> **Given exercise**: Render every row below as a two-column CSV with the headers text and answer, one line per row, putting each field in quotes and turning line breaks into spaces.

> **Exercise data**:
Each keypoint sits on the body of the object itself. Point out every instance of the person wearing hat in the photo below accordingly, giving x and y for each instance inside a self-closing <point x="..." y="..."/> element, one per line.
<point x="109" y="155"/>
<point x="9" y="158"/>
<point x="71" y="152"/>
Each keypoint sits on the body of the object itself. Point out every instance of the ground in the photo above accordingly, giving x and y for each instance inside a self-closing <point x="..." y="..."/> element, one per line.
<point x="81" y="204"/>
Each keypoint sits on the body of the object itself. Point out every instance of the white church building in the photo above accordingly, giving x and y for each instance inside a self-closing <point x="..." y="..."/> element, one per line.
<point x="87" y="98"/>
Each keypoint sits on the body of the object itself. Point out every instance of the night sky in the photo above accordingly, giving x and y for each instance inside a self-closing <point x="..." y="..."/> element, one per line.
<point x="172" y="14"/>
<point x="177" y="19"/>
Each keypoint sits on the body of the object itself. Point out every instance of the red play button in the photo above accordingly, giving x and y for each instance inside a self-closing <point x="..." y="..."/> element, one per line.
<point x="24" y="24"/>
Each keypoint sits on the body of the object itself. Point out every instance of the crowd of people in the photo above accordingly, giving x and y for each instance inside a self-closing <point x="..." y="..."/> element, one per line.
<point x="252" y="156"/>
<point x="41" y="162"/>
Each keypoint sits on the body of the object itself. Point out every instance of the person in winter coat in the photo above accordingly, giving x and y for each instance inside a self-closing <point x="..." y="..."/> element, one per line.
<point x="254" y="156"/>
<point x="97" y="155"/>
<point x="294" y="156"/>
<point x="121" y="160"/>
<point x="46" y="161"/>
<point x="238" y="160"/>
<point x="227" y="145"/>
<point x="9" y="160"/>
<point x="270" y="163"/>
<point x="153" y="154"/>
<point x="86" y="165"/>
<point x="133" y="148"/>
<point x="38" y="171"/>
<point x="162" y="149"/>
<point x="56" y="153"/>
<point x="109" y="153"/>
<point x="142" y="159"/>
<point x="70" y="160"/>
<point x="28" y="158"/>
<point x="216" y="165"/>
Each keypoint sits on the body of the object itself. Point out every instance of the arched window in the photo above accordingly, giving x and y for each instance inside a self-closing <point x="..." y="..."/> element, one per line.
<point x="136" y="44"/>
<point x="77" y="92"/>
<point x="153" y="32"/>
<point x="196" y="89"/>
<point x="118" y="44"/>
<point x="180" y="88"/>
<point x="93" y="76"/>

> **Solution to this problem**:
text,answer
"Each keypoint sits on the body of the object itself. Point out every instance of the person wearing hat in the photo below accordingly, giving x and y for each instance inside a self-closing <point x=""..."" y=""...""/> element, one per line.","<point x=""109"" y=""155""/> <point x=""9"" y=""158""/> <point x=""71"" y=""152""/>"
"Each keypoint sits on the body of the object itself. Point out every instance of the ground in the photo above accordingly, giving x and y for each instance inside a self-closing <point x=""..."" y=""...""/> element, one per line.","<point x=""81"" y=""204""/>"
"Each keypoint sits on the body of the object itself. Point out every instance of the white church building in the photo above accordingly, giving x and y for each instance inside a self-closing <point x=""..."" y=""...""/> element, one per line.","<point x=""87"" y=""98""/>"
"Each keypoint sits on the body of the object itself. Point out every instance of the night sky in the photo above accordingly, giving x and y for each instance inside a self-closing <point x=""..."" y=""...""/> element, one per line.","<point x=""172"" y=""14""/> <point x=""177"" y=""19""/>"
"Each keypoint sits on the body of the object itself. Point out every instance of the red play button in the photo above accordingly, giving x and y for each instance inside a self-closing <point x=""..."" y=""...""/> element, one per line.","<point x=""24"" y=""24""/>"
"Each keypoint sits on the body of the object itself. Point out every instance of the crowd of people in the photo above accordingly, giving x and y for each instance inside a self-closing <point x=""..."" y=""...""/> element, one per line.","<point x=""252"" y=""156""/> <point x=""41"" y=""162""/>"
"Each keypoint sits on the body of the object itself. Point out every instance of the person in winter coat in the photo above accordingly, giving x and y for each instance inside a self-closing <point x=""..."" y=""...""/> element, one per line.","<point x=""254"" y=""156""/> <point x=""97"" y=""155""/> <point x=""294"" y=""156""/> <point x=""121"" y=""160""/> <point x=""46"" y=""161""/> <point x=""238"" y=""160""/> <point x=""227"" y=""145""/> <point x=""9"" y=""160""/> <point x=""270"" y=""163""/> <point x=""153"" y=""154""/> <point x=""86"" y=""165""/> <point x=""133"" y=""148""/> <point x=""38"" y=""171""/> <point x=""162"" y=""149""/> <point x=""56"" y=""153""/> <point x=""109"" y=""153""/> <point x=""142"" y=""159""/> <point x=""70"" y=""160""/> <point x=""28"" y=""158""/> <point x=""216"" y=""165""/>"
"Each keypoint sits on the body of the object itself. Point out every instance of the arched window in the photo above accordingly, giving x and y for each instance inside a self-closing <point x=""..."" y=""...""/> element, one per line.","<point x=""136"" y=""44""/> <point x=""77"" y=""92""/> <point x=""153"" y=""32""/> <point x=""196"" y=""89""/> <point x=""118"" y=""44""/> <point x=""180"" y=""88""/> <point x=""93"" y=""76""/>"